━━━━━ BRANO PROPOSTO ━━━━━

Spostiamoci ora sul lato sinistro della Cappella Sansevero, dove troviamo un altro ingresso: ai lati due teschi coronati posti tra grandi ali; superiormente a questi si trovano due tibie incrociate tra nastri o festoni e, centralmente, una grande lapide che il principe Raimondo di Sangro fece apporre al termine della sua grandiosa opera di trasformazione della Cappella in un tempio iniziatico, che doveva celebrare la gloria della propria casata ma anche un cammino di redenzione. L’iscrizione latina, tradotta recita così: “Chiunque tu sia, o viandante, cittadino, provinciale o straniero, entra e devotamente rendi omaggio alla prodigiosa antica opera: il tempio gentilizio consacrato da tempo alla Vergine e maestosamente amplificato dall’ardente principe di Sansevero don Raimondo di Sangro per la gloria degli avi e per conservare all’immortalità le sue ceneri e quelle dei suoi nell’anno 1767. Osserva con occhi attenti e con venerazione le urne degli eroi onuste di gloria e contempla con meraviglia il pregevole ossequio all’opera divina e i sepolcri dei defunti, e quando avrai reso gli onori dovuti profondamente rifletti e allontanati”.

━━━━━ VOCI FORNITE ━━━━━

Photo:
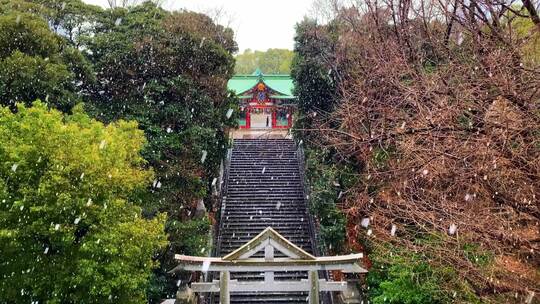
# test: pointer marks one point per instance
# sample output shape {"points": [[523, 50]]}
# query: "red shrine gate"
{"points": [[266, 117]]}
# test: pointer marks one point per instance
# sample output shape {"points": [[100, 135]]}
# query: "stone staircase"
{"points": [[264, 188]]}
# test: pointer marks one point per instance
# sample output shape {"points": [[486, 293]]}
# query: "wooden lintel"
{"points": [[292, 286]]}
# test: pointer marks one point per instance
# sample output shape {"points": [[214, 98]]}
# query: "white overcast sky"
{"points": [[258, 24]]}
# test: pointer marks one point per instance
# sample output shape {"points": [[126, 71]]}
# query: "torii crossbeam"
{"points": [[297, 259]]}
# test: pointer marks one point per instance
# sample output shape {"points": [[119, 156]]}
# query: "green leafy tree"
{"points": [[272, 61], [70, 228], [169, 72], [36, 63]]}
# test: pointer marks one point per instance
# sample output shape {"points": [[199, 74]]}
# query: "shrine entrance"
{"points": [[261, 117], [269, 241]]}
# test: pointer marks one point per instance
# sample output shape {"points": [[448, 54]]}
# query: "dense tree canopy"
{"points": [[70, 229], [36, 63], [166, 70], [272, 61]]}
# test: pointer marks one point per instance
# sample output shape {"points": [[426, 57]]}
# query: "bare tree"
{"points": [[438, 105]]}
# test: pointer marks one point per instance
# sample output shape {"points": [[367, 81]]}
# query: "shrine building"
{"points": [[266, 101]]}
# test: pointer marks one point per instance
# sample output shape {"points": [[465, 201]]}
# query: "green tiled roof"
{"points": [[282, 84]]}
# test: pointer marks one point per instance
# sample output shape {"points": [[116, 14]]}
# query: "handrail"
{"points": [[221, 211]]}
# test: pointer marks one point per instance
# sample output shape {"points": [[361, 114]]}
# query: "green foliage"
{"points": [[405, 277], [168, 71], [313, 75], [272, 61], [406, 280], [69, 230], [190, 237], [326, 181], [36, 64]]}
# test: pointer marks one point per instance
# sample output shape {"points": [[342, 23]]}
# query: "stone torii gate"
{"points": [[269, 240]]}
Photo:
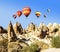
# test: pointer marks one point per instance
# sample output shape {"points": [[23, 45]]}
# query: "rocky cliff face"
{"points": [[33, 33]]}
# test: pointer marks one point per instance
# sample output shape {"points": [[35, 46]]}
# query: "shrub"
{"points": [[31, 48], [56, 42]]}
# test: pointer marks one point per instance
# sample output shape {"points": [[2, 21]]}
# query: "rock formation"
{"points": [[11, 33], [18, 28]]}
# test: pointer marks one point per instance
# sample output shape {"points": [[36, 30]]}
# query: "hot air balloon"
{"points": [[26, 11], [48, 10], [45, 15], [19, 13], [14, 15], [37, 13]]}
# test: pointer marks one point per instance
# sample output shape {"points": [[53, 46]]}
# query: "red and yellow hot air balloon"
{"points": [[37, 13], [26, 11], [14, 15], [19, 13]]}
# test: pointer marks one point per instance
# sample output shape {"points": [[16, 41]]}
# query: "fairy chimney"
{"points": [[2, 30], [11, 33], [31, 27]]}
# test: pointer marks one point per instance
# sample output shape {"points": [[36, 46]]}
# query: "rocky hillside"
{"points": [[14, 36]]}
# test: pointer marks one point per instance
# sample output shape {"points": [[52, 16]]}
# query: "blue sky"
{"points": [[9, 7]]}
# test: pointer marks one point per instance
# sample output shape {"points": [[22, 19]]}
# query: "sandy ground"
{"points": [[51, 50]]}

━━━━━
━━━━━ VOCI FORNITE ━━━━━

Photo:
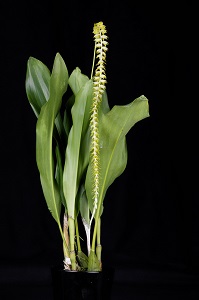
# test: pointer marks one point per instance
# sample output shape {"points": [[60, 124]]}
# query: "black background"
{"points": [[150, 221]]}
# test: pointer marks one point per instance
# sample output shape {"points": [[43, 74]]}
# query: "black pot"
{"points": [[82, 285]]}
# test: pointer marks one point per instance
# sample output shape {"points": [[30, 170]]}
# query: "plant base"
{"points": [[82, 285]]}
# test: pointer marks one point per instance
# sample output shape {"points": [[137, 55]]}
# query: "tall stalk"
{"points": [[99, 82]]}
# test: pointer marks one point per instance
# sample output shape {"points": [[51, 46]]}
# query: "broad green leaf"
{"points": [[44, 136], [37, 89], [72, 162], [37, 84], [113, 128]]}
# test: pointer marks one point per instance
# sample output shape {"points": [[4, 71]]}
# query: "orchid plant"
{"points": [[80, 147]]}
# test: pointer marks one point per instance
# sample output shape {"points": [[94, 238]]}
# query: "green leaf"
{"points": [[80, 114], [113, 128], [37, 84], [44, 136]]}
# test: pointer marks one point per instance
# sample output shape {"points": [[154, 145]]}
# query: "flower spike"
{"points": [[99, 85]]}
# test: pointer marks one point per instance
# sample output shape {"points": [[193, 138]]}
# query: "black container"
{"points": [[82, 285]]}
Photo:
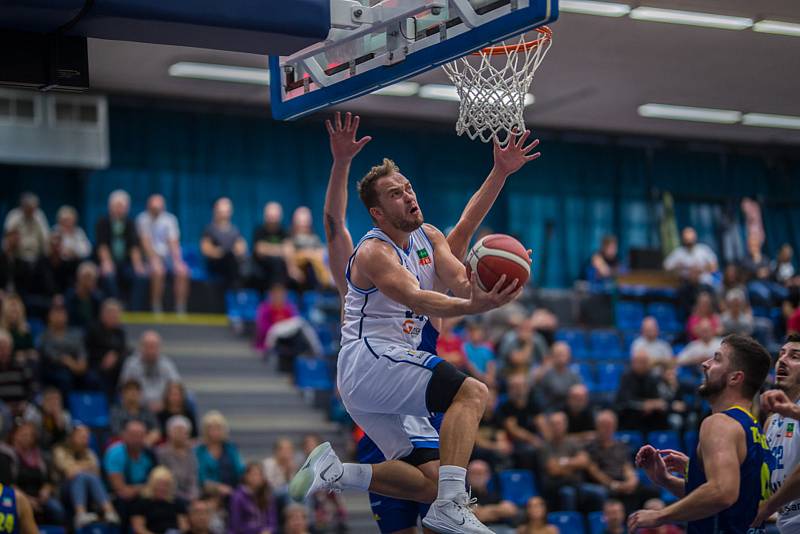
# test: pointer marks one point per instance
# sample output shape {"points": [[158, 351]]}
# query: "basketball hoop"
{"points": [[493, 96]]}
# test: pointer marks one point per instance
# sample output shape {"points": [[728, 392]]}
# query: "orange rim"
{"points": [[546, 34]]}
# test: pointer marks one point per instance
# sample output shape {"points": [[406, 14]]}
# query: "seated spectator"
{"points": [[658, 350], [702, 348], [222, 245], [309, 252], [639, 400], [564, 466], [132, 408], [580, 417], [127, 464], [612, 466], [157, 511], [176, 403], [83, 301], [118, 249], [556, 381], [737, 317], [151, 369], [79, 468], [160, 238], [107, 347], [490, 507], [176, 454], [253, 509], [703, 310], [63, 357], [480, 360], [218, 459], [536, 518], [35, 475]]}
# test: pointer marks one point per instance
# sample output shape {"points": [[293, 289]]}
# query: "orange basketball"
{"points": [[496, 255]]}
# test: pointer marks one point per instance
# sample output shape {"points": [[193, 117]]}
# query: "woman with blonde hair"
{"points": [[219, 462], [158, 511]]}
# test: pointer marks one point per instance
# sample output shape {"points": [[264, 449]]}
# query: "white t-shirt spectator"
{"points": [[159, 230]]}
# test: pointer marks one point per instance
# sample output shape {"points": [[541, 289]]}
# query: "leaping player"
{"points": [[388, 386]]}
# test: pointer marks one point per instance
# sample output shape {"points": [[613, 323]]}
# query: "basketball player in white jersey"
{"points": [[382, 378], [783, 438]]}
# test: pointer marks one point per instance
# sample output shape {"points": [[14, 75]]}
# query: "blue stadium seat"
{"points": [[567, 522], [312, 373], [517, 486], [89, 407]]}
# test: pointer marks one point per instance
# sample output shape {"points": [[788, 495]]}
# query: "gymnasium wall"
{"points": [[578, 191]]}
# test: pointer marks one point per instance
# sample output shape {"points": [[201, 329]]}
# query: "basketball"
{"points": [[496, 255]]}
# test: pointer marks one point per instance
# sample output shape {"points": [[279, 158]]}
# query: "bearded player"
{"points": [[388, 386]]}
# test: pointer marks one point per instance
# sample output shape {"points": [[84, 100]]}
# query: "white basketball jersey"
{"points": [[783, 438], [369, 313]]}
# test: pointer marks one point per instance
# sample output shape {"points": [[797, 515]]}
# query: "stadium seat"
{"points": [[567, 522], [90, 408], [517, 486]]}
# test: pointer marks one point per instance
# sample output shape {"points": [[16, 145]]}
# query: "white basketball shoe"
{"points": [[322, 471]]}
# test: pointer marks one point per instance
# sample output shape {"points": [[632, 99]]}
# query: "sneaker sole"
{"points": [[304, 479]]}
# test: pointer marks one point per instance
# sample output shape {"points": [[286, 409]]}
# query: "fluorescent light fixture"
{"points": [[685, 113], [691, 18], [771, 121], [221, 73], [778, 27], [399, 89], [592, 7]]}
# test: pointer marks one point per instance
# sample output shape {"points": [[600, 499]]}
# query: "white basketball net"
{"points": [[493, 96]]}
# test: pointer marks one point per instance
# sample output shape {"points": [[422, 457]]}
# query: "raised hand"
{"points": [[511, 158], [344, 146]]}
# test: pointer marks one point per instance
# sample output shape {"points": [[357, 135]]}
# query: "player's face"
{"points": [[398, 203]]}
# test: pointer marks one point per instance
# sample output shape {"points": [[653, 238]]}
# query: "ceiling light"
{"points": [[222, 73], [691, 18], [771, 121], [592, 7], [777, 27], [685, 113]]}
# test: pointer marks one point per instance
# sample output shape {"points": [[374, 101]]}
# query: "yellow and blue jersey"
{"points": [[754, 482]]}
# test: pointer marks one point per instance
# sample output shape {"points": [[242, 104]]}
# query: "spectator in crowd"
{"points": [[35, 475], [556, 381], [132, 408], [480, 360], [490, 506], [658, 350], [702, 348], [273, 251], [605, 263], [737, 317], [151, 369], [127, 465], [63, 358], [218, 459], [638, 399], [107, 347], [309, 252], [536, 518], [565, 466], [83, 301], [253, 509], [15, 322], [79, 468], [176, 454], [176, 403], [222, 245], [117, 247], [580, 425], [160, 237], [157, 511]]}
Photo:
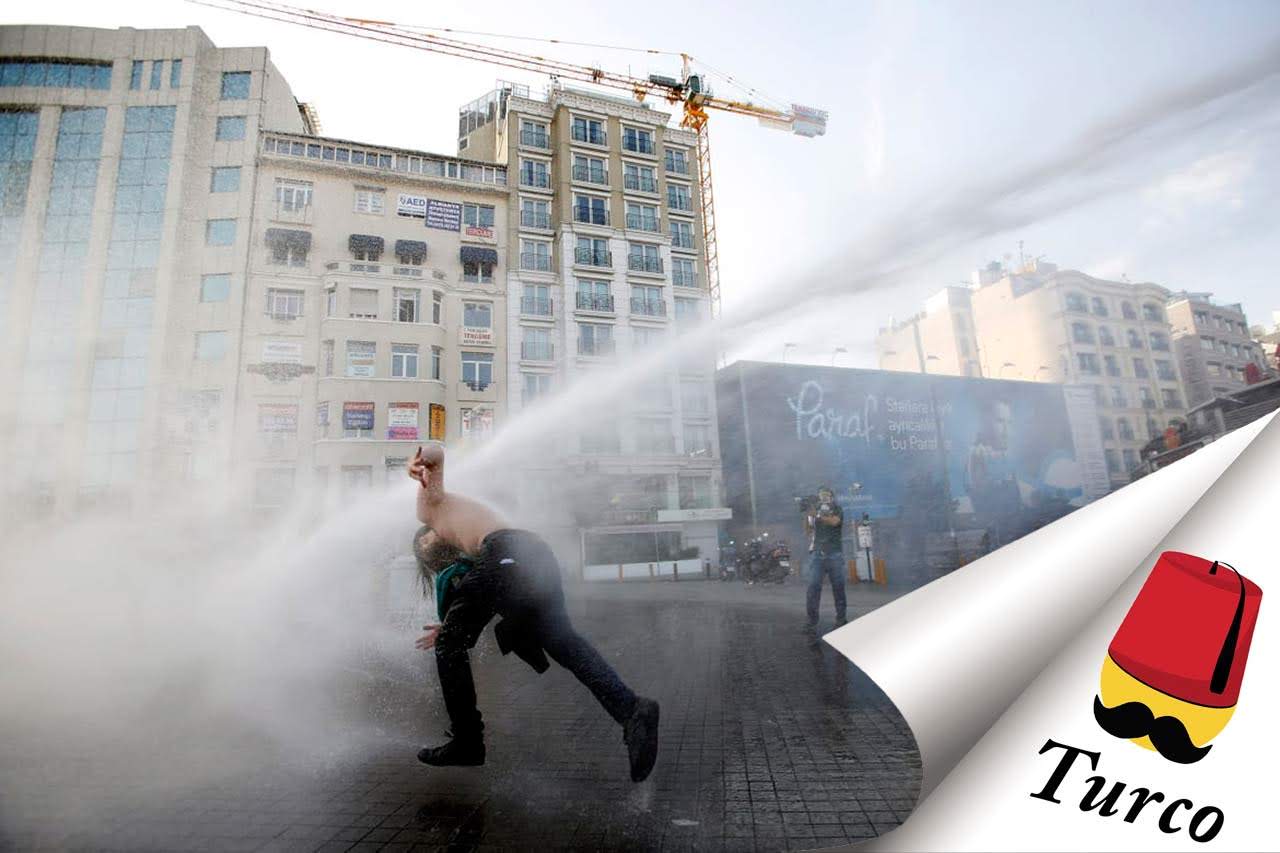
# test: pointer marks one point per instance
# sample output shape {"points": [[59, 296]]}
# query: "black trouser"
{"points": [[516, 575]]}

━━━━━

CONSEGNA ASSEGNATA 1: Secondo il brano sulla Cappella Sansevero, che cosa si trova ai lati dell'ingresso situato sul lato sinistro della Cappella?
CONSEGNA ASSEGNATA 2: Prosegua il brano sulla Cappella Sansevero, riprendendo subito dopo l'ultima frase riportata.

RISPOSTA SCRITTA 1: Due teschi coronati posti tra grandi ali.

RISPOSTA SCRITTA 2:
Ecco, forse in questa frase troviamo la giustificazione a non avere potuto scattare fotografie. Tutto ciò che si osserva, si contempla, deve restare dentro. Ciascuno recependolo a modo proprio, con il proprio livello di Coscienza o di Conoscenza. Perché vi si rifletta e poi, allontanarsi, con rispetto, senza disturbare, ma sentendosi cambiati nella dimensione percettiva, perché è impossibile visitare questo luogo e uscirne uguali a prima. Raimondo di Sangro adoperò la fraseopera divina” e forse si rivolgeva alla sua stessa capacità creativa, frutto dei suoi studi alchemici. L’eclettico e sapiente mecenate chiamò artisti di respiro internazionale per realizzare la grande trasformazione architettonica e simbolica che aveva in mente; profuse denaro personale e si indebitò per portare a termine il suo obiettivo (i debiti sarebbero poi stati appianati grazie alla dote incamerata con il matrimonio del figlio Vincenzo con Gaetana Mirelli di Teora, avvenuto nel 1765).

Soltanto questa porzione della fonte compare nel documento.